DOCUMENT EXTRACT:
■ ■ ■ ■

Is there a Christian way of thinking about your discipline? I think most of us would answer, ‘Yes,’ but spelling out what that means is usually a difficult task!
The Bible gives us a narrative of a good creation, spoilt by sin, and being put right through the redemptive work of Christ. To put it succinctly, ‘God the Father has reconciled His created but fallen world through the death of His Son, and renews it into a Kingdom of God by His Spirit.’1 From this, we can pick out three themes that can help us to think Christianly about our disciplines: creation, fall and redemption. In this series of blog posts we’ll look at each in turn.
When we think of ‘creation’, our minds often gravitate to non-human things: plants and animals, mountains and oceans, stars and galaxies. But there is much more to God’s creation than that. When God made people, he did so in full awareness of all that they would be able to do. Right at the beginning, God created us with the potential to make things, to use words, to make distinctions, to form relationships, to use resources efficiently, to strive for beauty and harmony, to think about how things ought to be, to act with generosity, and to hold beliefs about what really matters. So we can’t divide up the academic disciplines into those that deal with God’s creation and those that don’t: whatever we are studying, from mathematics to music, from psychology to philosophy, it is God’s creation that we are studying.

■ ■ ■ ■

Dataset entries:
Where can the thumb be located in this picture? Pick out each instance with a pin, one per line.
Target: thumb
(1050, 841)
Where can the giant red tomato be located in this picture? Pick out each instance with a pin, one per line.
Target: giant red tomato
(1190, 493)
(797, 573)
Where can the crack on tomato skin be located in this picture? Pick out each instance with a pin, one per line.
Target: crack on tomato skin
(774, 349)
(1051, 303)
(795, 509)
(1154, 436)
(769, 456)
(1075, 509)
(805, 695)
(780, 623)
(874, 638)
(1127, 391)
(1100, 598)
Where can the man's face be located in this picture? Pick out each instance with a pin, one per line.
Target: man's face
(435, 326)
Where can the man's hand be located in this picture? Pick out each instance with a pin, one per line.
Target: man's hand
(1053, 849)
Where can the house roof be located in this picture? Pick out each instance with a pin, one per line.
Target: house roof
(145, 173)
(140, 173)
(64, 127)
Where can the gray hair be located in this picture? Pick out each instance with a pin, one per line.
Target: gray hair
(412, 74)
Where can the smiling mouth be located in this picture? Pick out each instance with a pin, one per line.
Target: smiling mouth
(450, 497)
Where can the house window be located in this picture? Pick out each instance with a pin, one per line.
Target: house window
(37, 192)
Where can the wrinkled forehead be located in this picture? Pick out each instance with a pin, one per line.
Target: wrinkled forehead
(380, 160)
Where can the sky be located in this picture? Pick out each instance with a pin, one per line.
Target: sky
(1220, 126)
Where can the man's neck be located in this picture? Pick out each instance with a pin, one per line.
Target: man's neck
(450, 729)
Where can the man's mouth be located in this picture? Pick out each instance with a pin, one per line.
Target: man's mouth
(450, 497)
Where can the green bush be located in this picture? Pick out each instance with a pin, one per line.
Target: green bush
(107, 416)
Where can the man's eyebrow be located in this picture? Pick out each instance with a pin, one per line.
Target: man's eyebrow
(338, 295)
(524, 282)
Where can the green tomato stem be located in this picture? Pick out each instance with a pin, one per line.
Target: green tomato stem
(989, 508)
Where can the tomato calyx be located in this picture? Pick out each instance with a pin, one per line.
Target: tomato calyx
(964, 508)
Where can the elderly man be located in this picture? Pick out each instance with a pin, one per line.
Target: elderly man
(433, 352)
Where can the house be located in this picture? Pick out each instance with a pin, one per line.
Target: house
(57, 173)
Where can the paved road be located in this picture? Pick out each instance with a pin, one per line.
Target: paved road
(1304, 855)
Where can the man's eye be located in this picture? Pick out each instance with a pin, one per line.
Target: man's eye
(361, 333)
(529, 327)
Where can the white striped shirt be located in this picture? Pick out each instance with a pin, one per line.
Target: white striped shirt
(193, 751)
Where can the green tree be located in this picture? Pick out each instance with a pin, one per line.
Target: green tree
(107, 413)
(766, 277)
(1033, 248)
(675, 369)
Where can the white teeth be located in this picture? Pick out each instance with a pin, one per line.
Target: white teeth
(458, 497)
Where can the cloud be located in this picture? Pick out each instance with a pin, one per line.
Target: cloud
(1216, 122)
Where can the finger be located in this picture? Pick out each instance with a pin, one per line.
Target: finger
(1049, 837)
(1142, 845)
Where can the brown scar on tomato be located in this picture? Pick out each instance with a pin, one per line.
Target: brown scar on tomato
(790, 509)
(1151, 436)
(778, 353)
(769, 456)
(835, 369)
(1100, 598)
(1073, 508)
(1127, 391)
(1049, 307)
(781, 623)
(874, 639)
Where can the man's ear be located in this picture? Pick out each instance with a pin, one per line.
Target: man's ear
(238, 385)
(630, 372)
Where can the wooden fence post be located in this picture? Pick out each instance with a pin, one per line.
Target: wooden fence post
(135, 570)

■ ■ ■ ■

DIRECTIONS: According to the passage on thinking Christianly about academic disciplines, which three themes can help with that thinking? The entries play no part in what you need to do.

SOLUTION: Creation, fall and redemption.